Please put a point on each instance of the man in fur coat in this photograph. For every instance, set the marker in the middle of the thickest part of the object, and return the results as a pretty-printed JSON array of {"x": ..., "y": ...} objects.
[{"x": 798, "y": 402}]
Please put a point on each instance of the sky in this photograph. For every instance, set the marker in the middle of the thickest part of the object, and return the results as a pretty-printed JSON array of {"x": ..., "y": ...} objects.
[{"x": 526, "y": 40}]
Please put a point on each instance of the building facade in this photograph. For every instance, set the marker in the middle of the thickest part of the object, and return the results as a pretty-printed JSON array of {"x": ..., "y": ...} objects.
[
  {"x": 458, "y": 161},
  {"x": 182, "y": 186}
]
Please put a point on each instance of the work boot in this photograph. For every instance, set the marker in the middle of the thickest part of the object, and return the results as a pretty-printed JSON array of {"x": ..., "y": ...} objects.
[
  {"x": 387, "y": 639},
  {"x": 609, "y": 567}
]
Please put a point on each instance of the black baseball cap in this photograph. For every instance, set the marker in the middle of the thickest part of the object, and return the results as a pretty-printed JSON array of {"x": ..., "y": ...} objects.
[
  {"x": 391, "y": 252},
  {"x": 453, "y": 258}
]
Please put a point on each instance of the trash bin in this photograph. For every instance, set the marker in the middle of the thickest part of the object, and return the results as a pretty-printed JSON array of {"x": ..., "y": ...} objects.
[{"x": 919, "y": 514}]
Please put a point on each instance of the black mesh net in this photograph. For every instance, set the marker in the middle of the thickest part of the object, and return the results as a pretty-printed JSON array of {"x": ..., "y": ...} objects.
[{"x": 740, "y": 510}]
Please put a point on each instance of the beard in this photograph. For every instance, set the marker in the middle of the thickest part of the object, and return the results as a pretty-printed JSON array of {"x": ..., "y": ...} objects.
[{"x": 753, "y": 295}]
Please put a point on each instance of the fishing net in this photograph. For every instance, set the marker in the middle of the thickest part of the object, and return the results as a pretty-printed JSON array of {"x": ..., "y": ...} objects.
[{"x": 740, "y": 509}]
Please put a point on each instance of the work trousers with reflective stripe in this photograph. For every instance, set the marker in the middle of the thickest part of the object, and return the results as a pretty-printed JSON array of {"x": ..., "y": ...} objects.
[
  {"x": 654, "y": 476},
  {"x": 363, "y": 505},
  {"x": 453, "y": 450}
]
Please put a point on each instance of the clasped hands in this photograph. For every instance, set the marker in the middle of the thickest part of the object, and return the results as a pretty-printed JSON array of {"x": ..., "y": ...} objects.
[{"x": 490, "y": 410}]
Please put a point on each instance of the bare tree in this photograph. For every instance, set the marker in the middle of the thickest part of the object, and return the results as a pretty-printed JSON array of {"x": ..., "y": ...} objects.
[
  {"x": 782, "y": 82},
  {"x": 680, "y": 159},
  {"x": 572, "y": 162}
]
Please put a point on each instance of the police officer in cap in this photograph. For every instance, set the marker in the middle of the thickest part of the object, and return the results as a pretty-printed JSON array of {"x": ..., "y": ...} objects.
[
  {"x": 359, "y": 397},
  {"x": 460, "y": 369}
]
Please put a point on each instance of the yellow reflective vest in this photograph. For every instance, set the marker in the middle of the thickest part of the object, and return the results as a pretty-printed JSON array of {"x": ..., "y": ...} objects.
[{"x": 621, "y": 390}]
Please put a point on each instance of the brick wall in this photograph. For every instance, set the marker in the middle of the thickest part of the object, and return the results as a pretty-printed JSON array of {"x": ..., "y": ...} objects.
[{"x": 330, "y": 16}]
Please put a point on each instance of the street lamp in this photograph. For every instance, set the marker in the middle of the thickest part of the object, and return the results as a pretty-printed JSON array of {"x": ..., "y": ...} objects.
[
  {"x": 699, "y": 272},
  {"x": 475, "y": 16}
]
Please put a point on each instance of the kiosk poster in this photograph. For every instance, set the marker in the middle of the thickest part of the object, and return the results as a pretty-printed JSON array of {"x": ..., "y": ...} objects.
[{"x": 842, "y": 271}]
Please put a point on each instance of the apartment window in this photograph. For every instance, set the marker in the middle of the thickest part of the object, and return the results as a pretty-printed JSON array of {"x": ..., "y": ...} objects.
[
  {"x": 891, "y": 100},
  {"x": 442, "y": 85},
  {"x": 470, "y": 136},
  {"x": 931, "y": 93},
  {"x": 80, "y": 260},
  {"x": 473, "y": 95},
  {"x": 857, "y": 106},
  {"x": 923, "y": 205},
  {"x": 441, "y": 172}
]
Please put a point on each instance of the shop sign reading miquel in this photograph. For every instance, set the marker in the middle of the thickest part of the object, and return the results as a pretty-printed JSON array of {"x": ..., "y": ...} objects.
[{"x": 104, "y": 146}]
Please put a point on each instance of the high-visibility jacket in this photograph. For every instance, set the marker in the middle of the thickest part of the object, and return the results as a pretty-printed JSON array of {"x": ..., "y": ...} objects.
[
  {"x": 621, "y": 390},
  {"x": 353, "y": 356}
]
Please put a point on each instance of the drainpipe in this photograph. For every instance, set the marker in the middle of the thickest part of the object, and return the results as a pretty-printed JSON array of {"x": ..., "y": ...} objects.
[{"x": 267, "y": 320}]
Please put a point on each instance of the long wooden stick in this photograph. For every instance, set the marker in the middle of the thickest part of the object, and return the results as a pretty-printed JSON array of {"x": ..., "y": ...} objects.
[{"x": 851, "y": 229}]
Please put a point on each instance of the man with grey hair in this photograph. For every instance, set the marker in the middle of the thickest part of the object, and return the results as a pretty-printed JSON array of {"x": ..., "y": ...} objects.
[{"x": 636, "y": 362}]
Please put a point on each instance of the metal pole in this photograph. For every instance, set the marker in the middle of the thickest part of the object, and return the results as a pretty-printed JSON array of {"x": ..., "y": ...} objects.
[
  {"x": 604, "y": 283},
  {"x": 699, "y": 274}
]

> TASK DIRECTIONS
Retype each record above so that every word stays exactly the same.

> FINISHED EXERCISE
Please put a point on each instance of the man in fur coat in this photograph. For every instance, set the marker in the middle of the thickest part of the object, and return the results as a pretty-printed JSON array of {"x": ..., "y": ...} objects.
[{"x": 798, "y": 402}]
Please put a point on each instance of the sky in this photograph. For every instance, set the marker in the middle of the thickest part of the object, and return the results as a pretty-printed JSON array of {"x": ..., "y": ...} objects.
[{"x": 526, "y": 40}]
Please put a point on each instance of the building facade in this photograph. For every instance, set the marker in the middle of the thickest part of the object, and return the results as a pretty-printed JSON array of {"x": ..., "y": ...} objects.
[
  {"x": 458, "y": 161},
  {"x": 182, "y": 186}
]
Please put a point on each instance of the work boot in this photograph. For every instance, set the marker in the middle of the thickest part of the object, and return the results as a pretty-printed JSON array of {"x": ..., "y": ...} objects.
[
  {"x": 387, "y": 639},
  {"x": 609, "y": 567}
]
Please put a point on each instance of the black baseball cap in this photograph. For every instance, set the marker in the middle of the thickest part of the object, and return the results as a pretty-printed JSON array of {"x": ..., "y": ...} objects.
[
  {"x": 391, "y": 252},
  {"x": 453, "y": 258}
]
Please put a point on each instance of the trash bin in this photograph. For every instance, set the marker in the middle of the thickest part of the object, and return the results as a pretty-printed JSON array of {"x": ..., "y": ...} objects.
[{"x": 919, "y": 514}]
Please put a point on each instance of the black mesh net in this photograph. For every instance, set the marker in the middle of the thickest part of the object, and return the results as a pretty-printed JSON array of {"x": ..., "y": ...} objects.
[{"x": 740, "y": 510}]
Please put a point on each instance of the beard in this photograph. For every instance, set the marker in the middle of the thickest part of the object, and return the results as a pretty-printed JSON array of {"x": ..., "y": ...} objects.
[{"x": 753, "y": 295}]
Please put a point on each instance of the fishing net in this photograph. For every instance, set the marker in the middle of the thickest part of the object, and return the results as a pretty-printed JSON array of {"x": ..., "y": ...} objects.
[{"x": 740, "y": 509}]
Please put a point on each instance of the work trousers with reflective stripe in this photograph. For every instance, set the marker in the middle of the thickest part of the object, and return the results as a pretty-printed JSON array of {"x": ..., "y": ...} objects.
[
  {"x": 654, "y": 476},
  {"x": 363, "y": 505},
  {"x": 453, "y": 450}
]
Please put a point on each instance of the clasped hands in this photograph. For every instance, set the marker in the middle of the thickest part of the object, and return the results as a pretty-printed JSON array of {"x": ..., "y": ...} objects.
[{"x": 490, "y": 410}]
Please put a point on each instance of the bare tree in this photograph. For every instance, set the marker in the middle of the thickest part of the object, and return the results as a pretty-printed JSON array of {"x": ..., "y": ...} objects.
[
  {"x": 782, "y": 82},
  {"x": 680, "y": 159},
  {"x": 572, "y": 162}
]
Please put a point on each instance of the police officer in cap in this photograph. For every instance, set the marker in the middle of the thickest part of the object, and return the results as a pretty-printed JSON array of {"x": ..., "y": ...} objects.
[
  {"x": 359, "y": 397},
  {"x": 460, "y": 369}
]
Please put a point on each instance of the yellow reflective vest in this photograph. For every instance, set the marker in the middle of the thickest part of the object, and return the results as a pretty-printed JSON array of {"x": ..., "y": ...} objects.
[{"x": 621, "y": 390}]
Please put a point on each instance of the brick wall in this photograph. For every instance, set the marker in the middle of the thickest part of the object, and return the results as a pretty-printed JSON array of {"x": ..., "y": ...} objects.
[{"x": 330, "y": 16}]
Please put a point on each instance of the street lamp in this photograph. For every instance, set the marker in the middle of the thickest part of the object, and return the results as a pretty-printed JSON array of {"x": ..., "y": ...} objects.
[
  {"x": 699, "y": 272},
  {"x": 475, "y": 16}
]
Please put a point on each instance of the kiosk poster in this photograph. For every instance, set the marker in the middle of the thickest part of the object, and return the results as a pretty-printed JSON array of {"x": ..., "y": ...} objects.
[{"x": 842, "y": 271}]
Please put a point on each instance of the apartment window in this photograph. For every instance, set the marker in the middle of the thickest part of the object, and return the results as a pretty-printed JSON array of {"x": ..., "y": ...} objects.
[
  {"x": 891, "y": 100},
  {"x": 442, "y": 85},
  {"x": 470, "y": 136},
  {"x": 931, "y": 93},
  {"x": 80, "y": 260},
  {"x": 473, "y": 95},
  {"x": 857, "y": 106},
  {"x": 923, "y": 205},
  {"x": 441, "y": 172}
]
Please put a point on each instance of the shop sign reading miquel in this photograph. For every instance, set the marker in the middle of the thickest part of the object, and return the results as a pretty-printed JSON array of {"x": ..., "y": ...} objects.
[{"x": 104, "y": 146}]
Please put a point on each instance of the high-visibility jacket in this photograph. For every instance, set the marker in the middle of the thickest part of the object, and return the results as a pretty-printed JSON array of {"x": ..., "y": ...} objects.
[
  {"x": 621, "y": 390},
  {"x": 353, "y": 356}
]
Please put a point on each instance of the drainpipe in this photograph. For every instance, set the marker in the middle of the thickest part of the object, and return the results as a pretty-printed JSON array of {"x": ..., "y": ...} objects.
[{"x": 267, "y": 320}]
Please put a point on each instance of the long wooden stick in this photograph. For every instance, set the marker in the middle of the thickest part of the object, and return the results as a pretty-printed JSON array of {"x": ..., "y": ...} objects.
[{"x": 851, "y": 229}]
Please put a point on each instance of the man with grey hair in this photograph. For every instance, set the marker in the middle of the thickest part of the object, and return the results as a pretty-printed JSON array of {"x": ..., "y": ...} objects.
[{"x": 636, "y": 362}]
Please put a point on each instance of the metal pole in this photograph. For every instance, set the marker in the middle of the thickest part of the object, and return the results as a pretty-printed JSON array of {"x": ..., "y": ...} objects.
[
  {"x": 604, "y": 283},
  {"x": 699, "y": 274}
]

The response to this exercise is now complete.